------ Input data ------
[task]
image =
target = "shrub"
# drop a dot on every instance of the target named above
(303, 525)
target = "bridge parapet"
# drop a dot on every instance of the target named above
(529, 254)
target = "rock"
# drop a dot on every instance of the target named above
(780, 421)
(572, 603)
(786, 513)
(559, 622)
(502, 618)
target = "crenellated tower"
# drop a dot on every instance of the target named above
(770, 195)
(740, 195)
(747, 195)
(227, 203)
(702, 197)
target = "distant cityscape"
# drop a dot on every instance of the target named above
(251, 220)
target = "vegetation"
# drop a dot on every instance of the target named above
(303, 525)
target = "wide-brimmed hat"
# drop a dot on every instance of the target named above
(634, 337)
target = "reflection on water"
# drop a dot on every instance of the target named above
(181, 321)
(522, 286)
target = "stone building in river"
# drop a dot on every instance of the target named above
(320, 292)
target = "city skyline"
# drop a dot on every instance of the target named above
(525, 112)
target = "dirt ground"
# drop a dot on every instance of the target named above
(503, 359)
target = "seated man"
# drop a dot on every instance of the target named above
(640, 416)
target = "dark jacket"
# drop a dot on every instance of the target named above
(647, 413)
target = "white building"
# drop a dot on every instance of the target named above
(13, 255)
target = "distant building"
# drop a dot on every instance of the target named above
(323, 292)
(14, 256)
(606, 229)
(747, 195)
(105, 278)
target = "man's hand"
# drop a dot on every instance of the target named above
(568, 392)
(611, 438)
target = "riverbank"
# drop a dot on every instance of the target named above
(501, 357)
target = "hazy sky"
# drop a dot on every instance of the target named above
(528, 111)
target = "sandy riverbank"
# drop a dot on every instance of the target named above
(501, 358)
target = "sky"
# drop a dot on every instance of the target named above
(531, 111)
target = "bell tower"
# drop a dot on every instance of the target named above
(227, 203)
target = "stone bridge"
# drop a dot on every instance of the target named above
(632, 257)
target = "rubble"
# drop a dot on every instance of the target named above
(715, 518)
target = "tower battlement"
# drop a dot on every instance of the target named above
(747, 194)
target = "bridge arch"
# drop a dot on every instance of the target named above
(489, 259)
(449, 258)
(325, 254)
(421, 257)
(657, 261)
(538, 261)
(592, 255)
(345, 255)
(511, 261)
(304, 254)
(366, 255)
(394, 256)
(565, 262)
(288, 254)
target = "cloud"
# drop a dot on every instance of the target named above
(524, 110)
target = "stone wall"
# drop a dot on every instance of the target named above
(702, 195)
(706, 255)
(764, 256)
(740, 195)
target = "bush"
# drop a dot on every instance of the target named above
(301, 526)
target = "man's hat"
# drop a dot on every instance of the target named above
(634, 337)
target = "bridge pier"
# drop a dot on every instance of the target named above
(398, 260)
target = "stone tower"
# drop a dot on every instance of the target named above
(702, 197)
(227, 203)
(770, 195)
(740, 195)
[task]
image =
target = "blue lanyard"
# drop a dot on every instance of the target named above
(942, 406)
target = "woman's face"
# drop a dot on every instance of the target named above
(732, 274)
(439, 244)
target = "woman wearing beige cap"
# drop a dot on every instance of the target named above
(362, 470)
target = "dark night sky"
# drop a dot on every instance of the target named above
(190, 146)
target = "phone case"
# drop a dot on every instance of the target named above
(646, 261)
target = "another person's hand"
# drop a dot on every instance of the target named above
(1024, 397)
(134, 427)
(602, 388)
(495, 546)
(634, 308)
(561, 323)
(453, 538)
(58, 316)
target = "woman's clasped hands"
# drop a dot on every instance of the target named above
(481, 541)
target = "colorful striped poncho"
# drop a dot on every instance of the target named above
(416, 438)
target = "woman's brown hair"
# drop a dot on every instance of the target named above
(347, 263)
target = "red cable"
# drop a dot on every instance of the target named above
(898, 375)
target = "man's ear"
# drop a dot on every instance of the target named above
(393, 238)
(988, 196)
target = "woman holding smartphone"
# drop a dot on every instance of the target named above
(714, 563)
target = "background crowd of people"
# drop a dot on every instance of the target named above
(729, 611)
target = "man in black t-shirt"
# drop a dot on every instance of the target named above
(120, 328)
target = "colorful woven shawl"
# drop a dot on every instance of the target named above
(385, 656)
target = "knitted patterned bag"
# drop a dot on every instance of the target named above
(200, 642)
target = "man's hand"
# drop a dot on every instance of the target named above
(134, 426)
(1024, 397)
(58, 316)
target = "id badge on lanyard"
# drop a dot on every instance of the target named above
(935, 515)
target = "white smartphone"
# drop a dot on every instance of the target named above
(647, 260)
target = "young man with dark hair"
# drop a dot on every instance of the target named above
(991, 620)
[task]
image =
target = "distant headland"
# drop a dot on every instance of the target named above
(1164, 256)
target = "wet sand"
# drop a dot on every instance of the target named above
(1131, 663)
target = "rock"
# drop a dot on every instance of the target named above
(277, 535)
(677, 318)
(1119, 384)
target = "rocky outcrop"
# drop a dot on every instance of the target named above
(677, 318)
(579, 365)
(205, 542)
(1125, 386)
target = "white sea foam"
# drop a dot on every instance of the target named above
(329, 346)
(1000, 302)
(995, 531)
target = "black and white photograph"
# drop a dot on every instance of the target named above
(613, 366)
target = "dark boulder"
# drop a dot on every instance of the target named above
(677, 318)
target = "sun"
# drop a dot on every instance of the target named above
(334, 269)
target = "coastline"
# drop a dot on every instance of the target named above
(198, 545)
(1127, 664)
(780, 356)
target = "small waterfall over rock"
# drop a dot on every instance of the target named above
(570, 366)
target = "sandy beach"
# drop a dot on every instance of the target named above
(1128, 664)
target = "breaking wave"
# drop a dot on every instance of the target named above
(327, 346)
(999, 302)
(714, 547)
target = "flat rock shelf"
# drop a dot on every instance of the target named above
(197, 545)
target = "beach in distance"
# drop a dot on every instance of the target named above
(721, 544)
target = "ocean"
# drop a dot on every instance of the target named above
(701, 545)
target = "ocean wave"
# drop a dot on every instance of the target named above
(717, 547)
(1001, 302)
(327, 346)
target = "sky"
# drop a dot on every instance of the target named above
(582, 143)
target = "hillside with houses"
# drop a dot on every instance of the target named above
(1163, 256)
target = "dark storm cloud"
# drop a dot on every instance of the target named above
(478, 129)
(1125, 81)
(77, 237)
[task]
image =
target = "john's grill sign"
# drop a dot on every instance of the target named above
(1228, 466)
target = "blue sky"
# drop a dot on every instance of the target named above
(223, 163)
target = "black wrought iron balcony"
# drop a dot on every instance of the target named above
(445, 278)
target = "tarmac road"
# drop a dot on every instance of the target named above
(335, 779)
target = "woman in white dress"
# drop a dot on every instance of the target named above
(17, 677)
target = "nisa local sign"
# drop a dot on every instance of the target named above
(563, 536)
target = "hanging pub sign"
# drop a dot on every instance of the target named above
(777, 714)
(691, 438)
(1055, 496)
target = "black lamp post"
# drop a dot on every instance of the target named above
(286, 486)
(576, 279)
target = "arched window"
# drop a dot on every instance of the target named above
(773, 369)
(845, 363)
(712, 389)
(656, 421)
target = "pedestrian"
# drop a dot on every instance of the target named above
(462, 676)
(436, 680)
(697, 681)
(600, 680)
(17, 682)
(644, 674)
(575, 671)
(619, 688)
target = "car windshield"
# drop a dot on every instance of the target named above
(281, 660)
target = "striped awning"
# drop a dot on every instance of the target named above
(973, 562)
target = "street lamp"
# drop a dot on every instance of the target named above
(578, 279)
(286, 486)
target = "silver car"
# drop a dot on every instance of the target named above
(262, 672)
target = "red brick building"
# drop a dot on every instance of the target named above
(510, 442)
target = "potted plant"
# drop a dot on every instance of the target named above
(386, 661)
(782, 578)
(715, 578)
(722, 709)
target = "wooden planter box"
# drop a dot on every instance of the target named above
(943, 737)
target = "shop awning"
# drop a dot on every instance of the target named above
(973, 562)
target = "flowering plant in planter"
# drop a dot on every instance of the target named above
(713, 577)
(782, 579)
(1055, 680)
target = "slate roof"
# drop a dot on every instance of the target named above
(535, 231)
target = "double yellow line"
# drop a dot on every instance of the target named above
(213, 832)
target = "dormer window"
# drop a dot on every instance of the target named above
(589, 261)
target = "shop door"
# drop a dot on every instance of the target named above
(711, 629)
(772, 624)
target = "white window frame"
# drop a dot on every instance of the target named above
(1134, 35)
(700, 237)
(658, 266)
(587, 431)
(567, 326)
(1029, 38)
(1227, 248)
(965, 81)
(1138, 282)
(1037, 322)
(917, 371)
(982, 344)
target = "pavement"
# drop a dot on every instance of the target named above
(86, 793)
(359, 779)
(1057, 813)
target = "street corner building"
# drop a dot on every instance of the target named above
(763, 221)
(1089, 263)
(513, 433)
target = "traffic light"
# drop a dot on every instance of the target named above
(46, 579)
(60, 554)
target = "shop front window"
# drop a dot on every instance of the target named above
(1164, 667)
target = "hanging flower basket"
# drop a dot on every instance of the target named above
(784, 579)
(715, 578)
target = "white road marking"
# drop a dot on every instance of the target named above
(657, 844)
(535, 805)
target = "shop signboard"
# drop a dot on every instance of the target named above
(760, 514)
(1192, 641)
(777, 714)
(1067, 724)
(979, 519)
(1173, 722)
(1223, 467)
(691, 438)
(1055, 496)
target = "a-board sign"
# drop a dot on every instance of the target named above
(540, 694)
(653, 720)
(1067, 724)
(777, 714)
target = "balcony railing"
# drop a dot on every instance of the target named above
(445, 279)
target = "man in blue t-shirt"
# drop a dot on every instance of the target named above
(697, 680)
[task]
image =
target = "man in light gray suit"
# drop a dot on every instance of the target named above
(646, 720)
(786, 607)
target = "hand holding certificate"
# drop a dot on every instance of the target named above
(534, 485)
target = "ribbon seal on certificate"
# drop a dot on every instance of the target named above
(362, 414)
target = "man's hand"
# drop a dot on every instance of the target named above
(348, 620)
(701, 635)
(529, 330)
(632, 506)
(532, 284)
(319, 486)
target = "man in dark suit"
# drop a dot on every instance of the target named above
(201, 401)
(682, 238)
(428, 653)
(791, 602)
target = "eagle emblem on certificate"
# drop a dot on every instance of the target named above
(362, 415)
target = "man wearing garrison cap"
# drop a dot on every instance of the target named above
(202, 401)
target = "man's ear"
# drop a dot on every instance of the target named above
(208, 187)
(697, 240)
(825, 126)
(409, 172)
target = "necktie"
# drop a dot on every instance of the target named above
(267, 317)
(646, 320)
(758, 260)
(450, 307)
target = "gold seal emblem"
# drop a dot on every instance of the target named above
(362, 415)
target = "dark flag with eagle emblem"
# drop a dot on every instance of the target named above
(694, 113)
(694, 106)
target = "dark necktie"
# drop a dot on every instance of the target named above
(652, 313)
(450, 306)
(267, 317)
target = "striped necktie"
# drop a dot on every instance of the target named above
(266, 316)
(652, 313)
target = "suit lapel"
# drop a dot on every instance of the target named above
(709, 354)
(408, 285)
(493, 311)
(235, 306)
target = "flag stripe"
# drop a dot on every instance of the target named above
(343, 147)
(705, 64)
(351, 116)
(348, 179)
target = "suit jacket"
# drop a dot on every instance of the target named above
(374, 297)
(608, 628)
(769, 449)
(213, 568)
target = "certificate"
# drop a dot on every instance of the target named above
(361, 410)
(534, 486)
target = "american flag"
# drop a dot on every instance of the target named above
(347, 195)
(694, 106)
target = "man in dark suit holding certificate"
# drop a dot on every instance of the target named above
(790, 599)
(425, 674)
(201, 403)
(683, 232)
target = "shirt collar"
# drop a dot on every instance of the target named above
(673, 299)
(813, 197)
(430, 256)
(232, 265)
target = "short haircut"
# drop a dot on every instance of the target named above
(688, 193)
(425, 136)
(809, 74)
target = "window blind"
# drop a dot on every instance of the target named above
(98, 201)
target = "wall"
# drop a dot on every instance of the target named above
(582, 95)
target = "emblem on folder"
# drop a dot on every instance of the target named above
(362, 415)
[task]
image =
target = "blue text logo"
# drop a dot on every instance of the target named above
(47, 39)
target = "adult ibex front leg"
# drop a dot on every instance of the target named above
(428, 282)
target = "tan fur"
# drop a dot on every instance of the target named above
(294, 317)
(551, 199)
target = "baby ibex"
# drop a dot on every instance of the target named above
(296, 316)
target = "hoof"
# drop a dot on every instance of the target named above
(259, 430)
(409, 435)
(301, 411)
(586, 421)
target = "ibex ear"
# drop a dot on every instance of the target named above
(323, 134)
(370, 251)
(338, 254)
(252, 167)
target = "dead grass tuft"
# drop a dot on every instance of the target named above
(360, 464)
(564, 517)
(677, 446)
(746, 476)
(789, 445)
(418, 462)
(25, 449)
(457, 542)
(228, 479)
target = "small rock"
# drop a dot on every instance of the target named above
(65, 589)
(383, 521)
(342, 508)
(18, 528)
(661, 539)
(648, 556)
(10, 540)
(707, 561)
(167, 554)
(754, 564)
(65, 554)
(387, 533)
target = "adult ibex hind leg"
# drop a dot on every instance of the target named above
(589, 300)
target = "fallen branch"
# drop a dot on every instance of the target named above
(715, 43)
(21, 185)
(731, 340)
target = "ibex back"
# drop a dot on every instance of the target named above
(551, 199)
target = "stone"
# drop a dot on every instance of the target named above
------
# Prompt
Lines that hold "window" are the ones to copy, so pick each out from the data.

# Answer below
target = "arched window"
target = "dormer window"
target = "white window frame"
target = "shop front window"
target = "window blind"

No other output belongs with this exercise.